[Data supplied — start]
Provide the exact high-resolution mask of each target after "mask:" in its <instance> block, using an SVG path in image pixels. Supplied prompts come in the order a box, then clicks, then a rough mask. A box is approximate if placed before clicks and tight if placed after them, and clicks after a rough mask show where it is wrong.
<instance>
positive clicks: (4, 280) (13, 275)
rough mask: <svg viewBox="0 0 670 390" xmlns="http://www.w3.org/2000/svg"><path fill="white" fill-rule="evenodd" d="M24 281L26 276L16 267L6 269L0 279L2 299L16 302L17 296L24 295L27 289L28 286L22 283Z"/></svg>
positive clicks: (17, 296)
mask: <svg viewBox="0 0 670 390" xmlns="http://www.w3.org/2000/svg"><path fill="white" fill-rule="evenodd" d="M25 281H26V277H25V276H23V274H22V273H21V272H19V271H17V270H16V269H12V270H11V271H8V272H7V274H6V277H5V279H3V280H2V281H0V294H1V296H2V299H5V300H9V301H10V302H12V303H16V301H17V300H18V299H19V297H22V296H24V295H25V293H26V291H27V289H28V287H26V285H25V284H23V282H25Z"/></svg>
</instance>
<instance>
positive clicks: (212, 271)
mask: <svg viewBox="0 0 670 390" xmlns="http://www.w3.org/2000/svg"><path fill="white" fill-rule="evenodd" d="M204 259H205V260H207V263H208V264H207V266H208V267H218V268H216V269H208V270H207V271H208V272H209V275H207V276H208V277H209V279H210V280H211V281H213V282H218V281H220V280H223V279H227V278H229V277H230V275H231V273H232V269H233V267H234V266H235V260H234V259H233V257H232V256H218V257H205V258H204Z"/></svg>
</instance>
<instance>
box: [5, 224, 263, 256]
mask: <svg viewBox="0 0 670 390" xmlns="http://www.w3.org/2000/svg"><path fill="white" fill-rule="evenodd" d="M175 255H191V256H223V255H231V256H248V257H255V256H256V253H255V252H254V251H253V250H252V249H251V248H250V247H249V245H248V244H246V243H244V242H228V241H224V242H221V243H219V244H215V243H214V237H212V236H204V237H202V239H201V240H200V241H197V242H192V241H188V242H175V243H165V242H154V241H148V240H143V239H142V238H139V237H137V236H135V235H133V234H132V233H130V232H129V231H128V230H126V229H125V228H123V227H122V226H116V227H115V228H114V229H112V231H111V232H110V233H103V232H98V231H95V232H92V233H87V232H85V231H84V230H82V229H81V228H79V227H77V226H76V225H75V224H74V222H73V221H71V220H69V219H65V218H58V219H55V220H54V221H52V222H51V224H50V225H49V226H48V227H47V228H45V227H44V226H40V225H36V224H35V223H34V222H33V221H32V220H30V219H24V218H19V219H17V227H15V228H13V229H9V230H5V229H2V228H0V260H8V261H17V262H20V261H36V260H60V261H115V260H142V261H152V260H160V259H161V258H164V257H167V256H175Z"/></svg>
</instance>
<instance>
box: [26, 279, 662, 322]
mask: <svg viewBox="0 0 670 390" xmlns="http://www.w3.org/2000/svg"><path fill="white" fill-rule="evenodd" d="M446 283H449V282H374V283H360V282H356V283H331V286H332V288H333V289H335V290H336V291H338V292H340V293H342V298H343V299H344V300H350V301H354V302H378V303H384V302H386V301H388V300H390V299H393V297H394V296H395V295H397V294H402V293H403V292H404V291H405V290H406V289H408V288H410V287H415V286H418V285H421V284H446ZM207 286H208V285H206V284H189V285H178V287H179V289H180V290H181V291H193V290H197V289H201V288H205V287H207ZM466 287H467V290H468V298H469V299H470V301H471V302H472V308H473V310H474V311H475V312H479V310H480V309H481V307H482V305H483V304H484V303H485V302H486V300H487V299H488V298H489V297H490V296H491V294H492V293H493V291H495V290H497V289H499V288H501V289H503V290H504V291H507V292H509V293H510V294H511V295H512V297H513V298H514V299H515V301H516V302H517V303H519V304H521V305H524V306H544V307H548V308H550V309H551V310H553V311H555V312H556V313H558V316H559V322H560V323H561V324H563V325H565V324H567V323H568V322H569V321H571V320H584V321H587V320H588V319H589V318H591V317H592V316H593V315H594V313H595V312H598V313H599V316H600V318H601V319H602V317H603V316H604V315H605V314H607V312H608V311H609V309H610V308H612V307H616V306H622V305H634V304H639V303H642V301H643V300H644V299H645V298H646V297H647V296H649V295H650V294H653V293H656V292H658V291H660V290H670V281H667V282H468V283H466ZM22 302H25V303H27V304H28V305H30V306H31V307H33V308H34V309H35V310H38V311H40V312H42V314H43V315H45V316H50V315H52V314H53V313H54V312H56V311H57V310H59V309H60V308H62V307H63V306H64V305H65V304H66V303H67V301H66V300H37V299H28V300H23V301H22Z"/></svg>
[Data supplied — finish]
Task brief
Extract the full set of entries word for word.

Solution to this exercise
Provide the exact high-resolution mask of each target after "mask:" in its <instance> block, using an SVG path in image pixels. Supplied prompts come in the order a box, then clicks, then a rough mask. A box is approximate if placed before clicks and tight if placed after them, and clicks after a rough mask show where it is wrong.
<instance>
positive clicks: (4, 280) (13, 275)
rough mask: <svg viewBox="0 0 670 390" xmlns="http://www.w3.org/2000/svg"><path fill="white" fill-rule="evenodd" d="M24 281L26 276L16 267L6 269L0 279L2 299L16 302L17 296L24 295L27 289L28 286L22 283Z"/></svg>
positive clicks: (17, 296)
mask: <svg viewBox="0 0 670 390" xmlns="http://www.w3.org/2000/svg"><path fill="white" fill-rule="evenodd" d="M25 281H26V277H25V276H23V274H22V273H21V272H19V271H17V270H16V269H12V270H11V271H8V272H7V274H6V277H5V279H3V280H2V281H0V294H1V296H2V299H5V300H9V301H10V302H12V303H16V301H17V300H18V299H19V297H22V296H24V295H25V293H26V291H27V289H28V287H26V285H25V284H23V282H25Z"/></svg>
</instance>
<instance>
positive clicks: (212, 271)
mask: <svg viewBox="0 0 670 390" xmlns="http://www.w3.org/2000/svg"><path fill="white" fill-rule="evenodd" d="M204 259H205V260H207V263H208V264H207V266H208V267H218V268H216V269H208V270H207V271H208V272H209V275H207V276H208V277H209V279H210V280H211V281H213V282H218V281H220V280H223V279H227V278H229V277H230V275H231V273H232V269H233V267H234V266H235V260H234V259H233V257H232V256H218V257H205V258H204Z"/></svg>
</instance>
<instance>
box: [5, 224, 263, 256]
mask: <svg viewBox="0 0 670 390" xmlns="http://www.w3.org/2000/svg"><path fill="white" fill-rule="evenodd" d="M175 255H191V256H223V255H231V256H248V257H255V256H256V253H255V252H254V251H253V250H252V249H251V248H250V247H249V245H248V244H246V243H244V242H228V241H224V242H221V243H219V244H215V243H214V237H212V236H204V237H202V239H201V240H200V241H197V242H192V241H188V242H175V243H165V242H154V241H148V240H143V239H142V238H139V237H137V236H135V235H133V234H132V233H130V232H129V231H128V230H126V229H125V228H123V227H122V226H116V227H115V228H114V229H112V231H111V232H110V233H103V232H98V231H95V232H92V233H87V232H85V231H84V230H82V229H81V228H79V227H77V226H76V225H75V224H74V222H73V221H71V220H69V219H65V218H58V219H55V220H54V221H52V222H51V224H50V225H49V226H48V227H47V228H45V227H44V226H40V225H36V224H35V223H34V222H33V221H32V220H30V219H24V218H19V219H17V227H15V228H13V229H9V230H5V229H2V228H0V260H8V261H17V262H20V261H36V260H60V261H115V260H142V261H152V260H160V259H161V258H164V257H167V256H175Z"/></svg>
</instance>
<instance>
box: [26, 279, 662, 322]
mask: <svg viewBox="0 0 670 390" xmlns="http://www.w3.org/2000/svg"><path fill="white" fill-rule="evenodd" d="M446 283H449V282H374V283H360V282H356V283H331V286H332V288H333V289H335V290H336V291H338V292H340V293H342V298H343V299H344V300H350V301H354V302H378V303H384V302H386V301H388V300H390V299H393V297H394V296H395V295H397V294H402V293H403V292H404V291H405V290H406V289H408V288H410V287H415V286H418V285H421V284H446ZM207 286H208V285H206V284H189V285H178V287H179V289H180V290H181V291H193V290H197V289H201V288H205V287H207ZM466 287H467V290H468V298H469V299H470V301H471V302H472V308H473V310H474V311H475V312H479V310H480V309H481V307H482V305H483V304H484V303H485V302H486V300H487V299H488V298H489V297H490V296H491V294H492V293H493V291H495V290H497V289H499V288H501V289H503V290H504V291H507V292H509V293H510V294H511V295H512V297H513V298H514V299H515V301H516V302H517V303H519V304H521V305H524V306H544V307H548V308H550V309H551V310H553V311H555V312H556V313H558V316H559V322H560V323H561V324H563V325H565V324H567V323H568V322H569V321H571V320H584V321H587V320H588V319H589V318H591V317H592V316H593V315H594V313H595V312H598V313H599V316H600V318H601V319H602V317H603V316H604V315H605V314H607V312H608V311H609V309H610V308H612V307H616V306H622V305H634V304H639V303H642V301H643V300H644V299H645V298H646V297H647V296H649V295H650V294H653V293H656V292H658V291H660V290H670V281H667V282H468V283H466ZM22 302H25V303H27V304H28V305H30V306H31V307H33V308H34V309H35V310H38V311H40V312H42V314H43V315H45V316H50V315H52V314H53V313H54V312H56V311H57V310H59V309H60V308H62V307H63V306H64V305H65V304H66V303H67V301H66V300H37V299H28V300H23V301H22Z"/></svg>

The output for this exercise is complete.